• Required work: Copy the part of the pitch-meeting text below from "We had the obligatory" to "with his shoulders.", inclusive, without changing anything.

I especially keep this in mind when mine is the only vagina in the room.
The agenda at these kinds of meetings is loose at best, meandering even, and everyone expects someone else (usually the woman in the room or someone else who thought to bring a pen) to guide everyone to a conclusion or even a direction, when really everyone’s self preservation wheels are turning, waiting for their chance to make insightful contributions and inject timely, smart comments as evidence of their intelligence and savvy.
We had the obligatory visual board, a compelling bull’s-eye graphic in red and gray championing our theory on brand identity (at our agency we call it the brand ‘truth’). We had a dramatic second board with one sentence on it that was meant to convey our perception of the Spike TV brand truth, something about the eternal bachelor and what it means to be a man. It sounded pretty good. Believable even. But Todd shit on it. Verbally, I mean. Psychologically too, and metaphysically - just evacuated his mental judgment all over our positioning statement like he’d been backpacking in rural Mexico for a week. “I’m not sure I get it,” he sighed in that mock empathetic tone. Gary’s body language became combative, like he might want to knock Todd into next week, maybe with his shoulders.
“We’re sort of there already,” Todd explained, frowning, after we unveiled our statement board. “I need you to think about, what does it mean to be an eternal bachelor, or a man on a deeper, broader, more intrinsic level?” He stared at us expectantly and in my head I screamed, define intrinsic, Todd.

• Study material:
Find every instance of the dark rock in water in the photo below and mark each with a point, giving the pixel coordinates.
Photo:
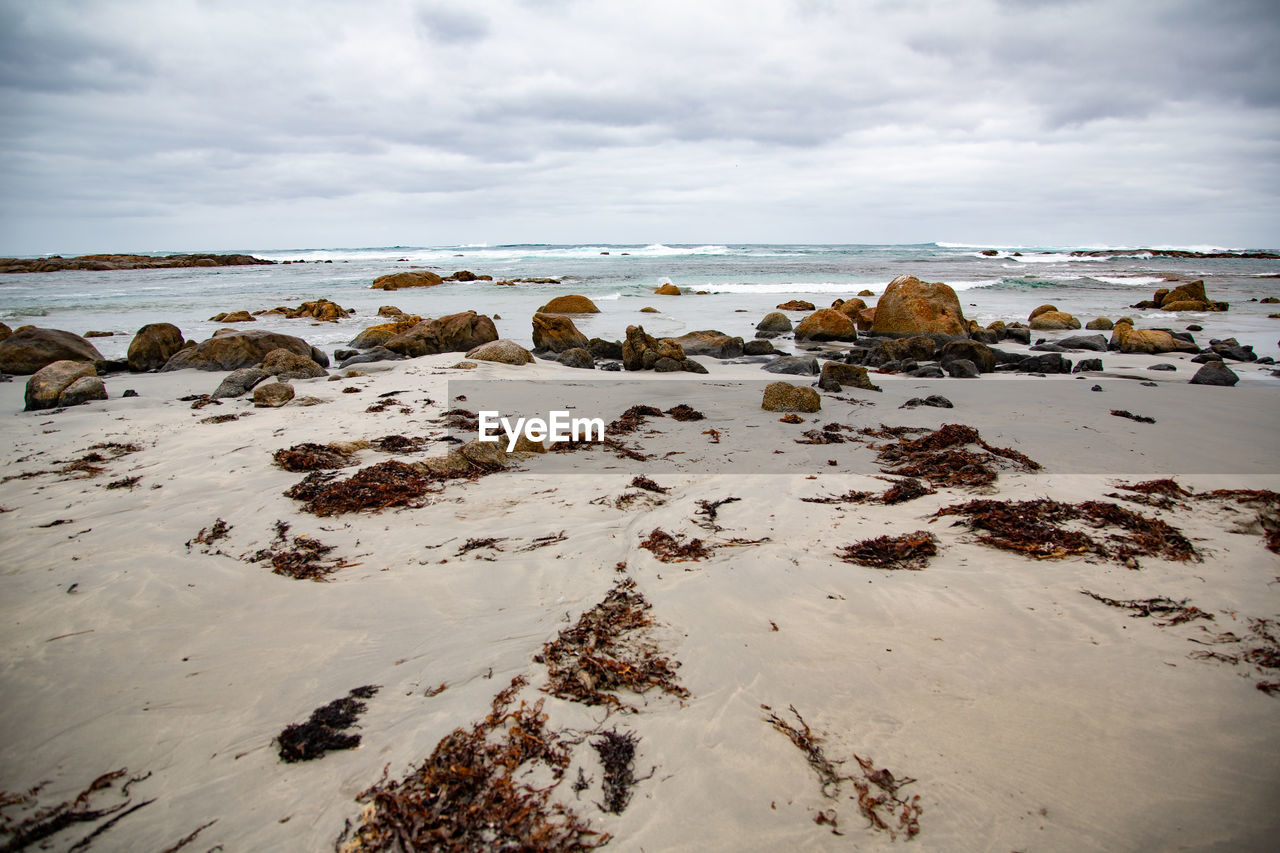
(796, 365)
(1215, 373)
(937, 401)
(961, 369)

• Written answer:
We had the obligatory visual board, a compelling bull’s-eye graphic in red and gray championing our theory on brand identity (at our agency we call it the brand ‘truth’). We had a dramatic second board with one sentence on it that was meant to convey our perception of the Spike TV brand truth, something about the eternal bachelor and what it means to be a man. It sounded pretty good. Believable even. But Todd shit on it. Verbally, I mean. Psychologically too, and metaphysically - just evacuated his mental judgment all over our positioning statement like he’d been backpacking in rural Mexico for a week. “I’m not sure I get it,” he sighed in that mock empathetic tone. Gary’s body language became combative, like he might want to knock Todd into next week, maybe with his shoulders.